>> Start Selected passage

Even Red Sox Undervalued Mookie Betts, And How Bowling Shaped His Swing


As it turns out, not even the Boston Red Sox knew what they were getting in Mookie Betts.

Sure, when the Red Sox drafted the then-middle infielder with the 172nd overall pick in the fifth round of the 2011 Major League Baseball Draft, they expected Betts to develop into a very good big leaguer. But as Betts continues what ultimately could be an MVP season, it seems he’s surpassing even the ballclub’s expectations.

“I look back on our reports a lot, and it’s so funny because I think the only thing we didn’t have a great feel for — which I think everybody in baseball, there’s no way anybody can say that, based on Mookie Betts as a high school player, that anyone thought he was going to hit for this much power,” Amiel Sawdaye, the Red Sox’s vice president of amateur and international scouting, said last month on The Ringer’s MLB podcast.

“I look back on our reports, and everybody had ‘excellent athlete, excellent instinct,’ and when I say excellent, you don’t typically see a lot of those, especially with the instinct. So you have a guy who’s an excellent athlete with excellent instinct and is a plus hitter, plus defender — everyone thought he’d be an infielder for the most part — a base stealer, a guy who’s going to hit for a little bit of power, 45, 50-ish (out of 80 on the baseball scouting scale).

“So a really good everyday player, possible All-Star and not MVP candidate year in and year out. I think what separated him was the power. I think everybody thought he was going to be a solid to above-average major league player. And he’s turned to be one of the top three to five players in the league. And the separator for me is the power.”

>> End Selected passage
>> Start Supplied records

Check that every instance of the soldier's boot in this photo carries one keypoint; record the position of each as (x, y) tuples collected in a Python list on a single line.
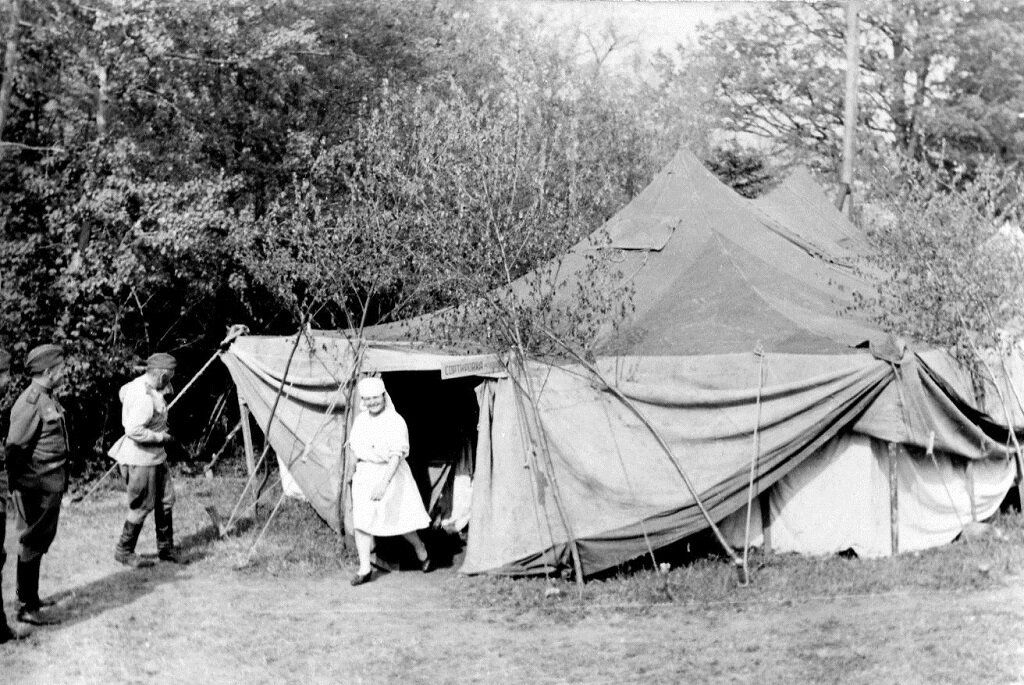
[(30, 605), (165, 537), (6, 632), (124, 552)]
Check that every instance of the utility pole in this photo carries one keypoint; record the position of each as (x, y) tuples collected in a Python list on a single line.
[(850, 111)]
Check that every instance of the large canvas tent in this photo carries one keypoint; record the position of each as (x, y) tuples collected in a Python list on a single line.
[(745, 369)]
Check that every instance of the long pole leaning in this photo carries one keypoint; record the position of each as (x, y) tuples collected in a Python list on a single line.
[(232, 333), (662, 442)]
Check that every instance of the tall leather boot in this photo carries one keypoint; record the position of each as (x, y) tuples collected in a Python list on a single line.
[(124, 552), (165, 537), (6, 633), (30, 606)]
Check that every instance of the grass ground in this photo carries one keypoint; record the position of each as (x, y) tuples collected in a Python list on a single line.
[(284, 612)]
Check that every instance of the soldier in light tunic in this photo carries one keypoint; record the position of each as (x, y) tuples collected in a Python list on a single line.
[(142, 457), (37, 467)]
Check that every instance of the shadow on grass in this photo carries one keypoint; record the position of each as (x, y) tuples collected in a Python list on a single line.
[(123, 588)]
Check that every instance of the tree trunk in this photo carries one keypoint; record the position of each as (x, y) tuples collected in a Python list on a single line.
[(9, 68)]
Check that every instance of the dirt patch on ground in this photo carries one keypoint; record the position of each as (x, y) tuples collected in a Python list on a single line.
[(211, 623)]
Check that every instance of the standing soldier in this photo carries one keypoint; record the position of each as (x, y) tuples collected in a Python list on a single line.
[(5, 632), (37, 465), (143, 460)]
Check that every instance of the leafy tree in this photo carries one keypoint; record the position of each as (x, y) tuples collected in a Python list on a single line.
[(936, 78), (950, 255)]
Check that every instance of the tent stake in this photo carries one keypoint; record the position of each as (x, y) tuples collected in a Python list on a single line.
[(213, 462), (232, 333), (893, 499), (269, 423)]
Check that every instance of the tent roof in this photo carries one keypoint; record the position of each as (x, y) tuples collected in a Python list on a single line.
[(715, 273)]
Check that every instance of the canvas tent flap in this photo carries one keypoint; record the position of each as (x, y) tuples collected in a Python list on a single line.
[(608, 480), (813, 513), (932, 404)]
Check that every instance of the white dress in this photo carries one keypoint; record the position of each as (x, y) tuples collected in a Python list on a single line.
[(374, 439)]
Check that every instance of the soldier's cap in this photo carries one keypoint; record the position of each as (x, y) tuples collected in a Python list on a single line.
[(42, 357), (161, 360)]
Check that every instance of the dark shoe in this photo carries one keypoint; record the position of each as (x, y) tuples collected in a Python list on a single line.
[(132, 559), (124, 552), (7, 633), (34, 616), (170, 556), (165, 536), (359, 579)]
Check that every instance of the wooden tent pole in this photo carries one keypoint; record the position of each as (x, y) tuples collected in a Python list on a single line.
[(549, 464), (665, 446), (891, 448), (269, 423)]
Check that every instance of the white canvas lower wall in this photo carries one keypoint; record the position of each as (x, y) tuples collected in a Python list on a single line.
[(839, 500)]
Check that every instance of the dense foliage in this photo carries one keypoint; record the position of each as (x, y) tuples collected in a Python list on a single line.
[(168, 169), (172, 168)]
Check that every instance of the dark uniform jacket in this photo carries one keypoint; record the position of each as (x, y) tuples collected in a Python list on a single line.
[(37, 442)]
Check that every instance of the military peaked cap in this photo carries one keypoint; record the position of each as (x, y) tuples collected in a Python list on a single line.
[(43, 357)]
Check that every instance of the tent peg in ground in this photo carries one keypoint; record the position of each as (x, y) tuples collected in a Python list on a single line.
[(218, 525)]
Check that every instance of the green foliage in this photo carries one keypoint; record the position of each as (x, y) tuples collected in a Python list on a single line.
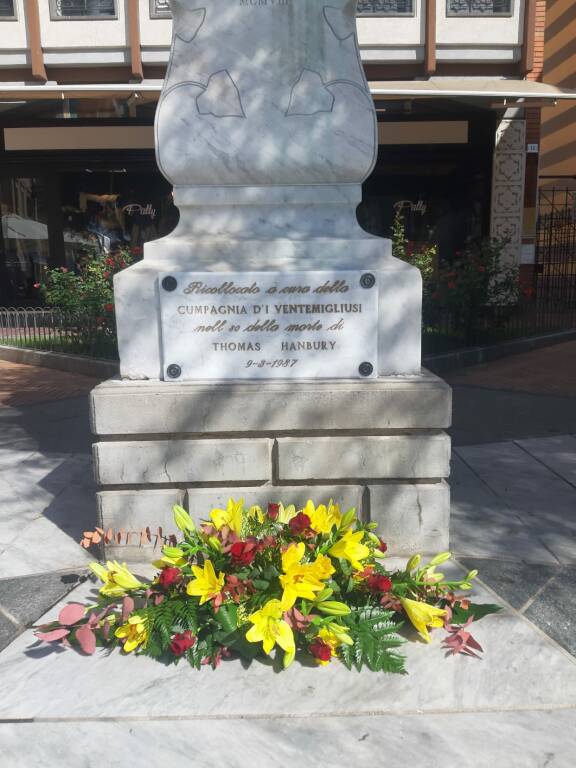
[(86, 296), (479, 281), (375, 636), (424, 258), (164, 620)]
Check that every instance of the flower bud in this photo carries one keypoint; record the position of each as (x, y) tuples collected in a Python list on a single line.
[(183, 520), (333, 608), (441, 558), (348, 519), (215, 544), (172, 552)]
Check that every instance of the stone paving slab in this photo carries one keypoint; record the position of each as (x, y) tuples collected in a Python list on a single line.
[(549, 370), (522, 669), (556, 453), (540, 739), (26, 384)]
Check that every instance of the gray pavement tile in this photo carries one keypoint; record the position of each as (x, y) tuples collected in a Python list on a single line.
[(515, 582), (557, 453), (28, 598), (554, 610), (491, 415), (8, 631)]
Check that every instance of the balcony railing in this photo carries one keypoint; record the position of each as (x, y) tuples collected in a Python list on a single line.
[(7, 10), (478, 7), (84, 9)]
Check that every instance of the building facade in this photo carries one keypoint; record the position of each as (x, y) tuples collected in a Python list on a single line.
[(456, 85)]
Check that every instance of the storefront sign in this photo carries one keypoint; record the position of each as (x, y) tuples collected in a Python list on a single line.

>> End Supplied records

> [Exercise tasks]
(A) Output the entries again word for word, starting with the line that contains "Check that every instance of the flower" and going on through the last line of the entries.
(B) Continue the article on Mookie Betts from the point where it stops.
The article and the entries have no connection to each other.

> [Exercise results]
(A)
Check that every instance of the flower bud in this photo carries one keypoint; record the position of each as (x, y) tuples collected in a Python list on a single line.
[(183, 520), (333, 608), (441, 558), (348, 519), (215, 544), (172, 552)]
Check that every instance of the stone paving slab in this photo carries one keypoint; record the position of each as (x, y) tuples collected in a Python list on a single line.
[(549, 370), (522, 669), (556, 453), (540, 739), (26, 384)]
Check that every instance of the gray pavement tile in this photo carries one keypoint; record the position of each as (x, y) tuples collected in a Python list on a single line.
[(515, 582), (557, 453), (28, 598), (554, 610), (491, 415), (8, 631)]
Check that every instance of the balcony railing in this photo carries one keypoint; record the position of each as (x, y) tuples collected in a Python list on a single line.
[(7, 10), (478, 7), (84, 9)]
Check that every instance of the building facade in this photo carries one keypoint; record the position of each as (x, y) tuples collected in a Python list on a single line.
[(456, 85)]
Check that every instance of the storefront sign in this photo carries one keypoint; record the position of each as (x, y) tuples collected in a Python list on a single line.

(B)
It’s true that Betts’ power surge has pushed him to the top echelon of big league players. His 31 home runs are second on the Red Sox only to David Ortiz, and his .903 OPS is within the top 20 in all of baseball.

Where did that power come from, though? Well, Betts’ lifelong hobby of bowling might be a big factor for the outfielder’s lightning-quick hands, which generate most of his power, despite his relatively modest frame.

“I think the thing that maybe we didn’t give him enough for credit for, which looking back on it now makes sense, is this guy, we (know) so much about his bowling and how does (the bowling) translate?” Sawdaye remarked on podcast. “We knew he was an unbelievable bowler. How does he translate it to being a good hitter?

“The one thing we spent a lot of time on is body control. You go up and you gotta bowl. … It’s hard to repeat your bowling stroke, and obviously this guy’s muscle memory allows him to repeat his bowling stroke day in and day out because he’s bowling perfect games and he’s bowling these ridiculous numbers at 16 years old. So we talked a little bit about that, and I think that does actually play into his swing.

“The thing we didn’t think about is, he started bowling at 3 or 4 years old. Think about how much hand strength he might have gained. He’s not a big guy, so you don’t think of a guy with really strong hands. To me, strong hands really translate into power so much. If you bowl one night, and the next morning, you have that awkward feeling in your hands and you’re like, ‘Man, I can’t believe my hands hurt.’ … And I think looking back on it, you don’t even thinking about it.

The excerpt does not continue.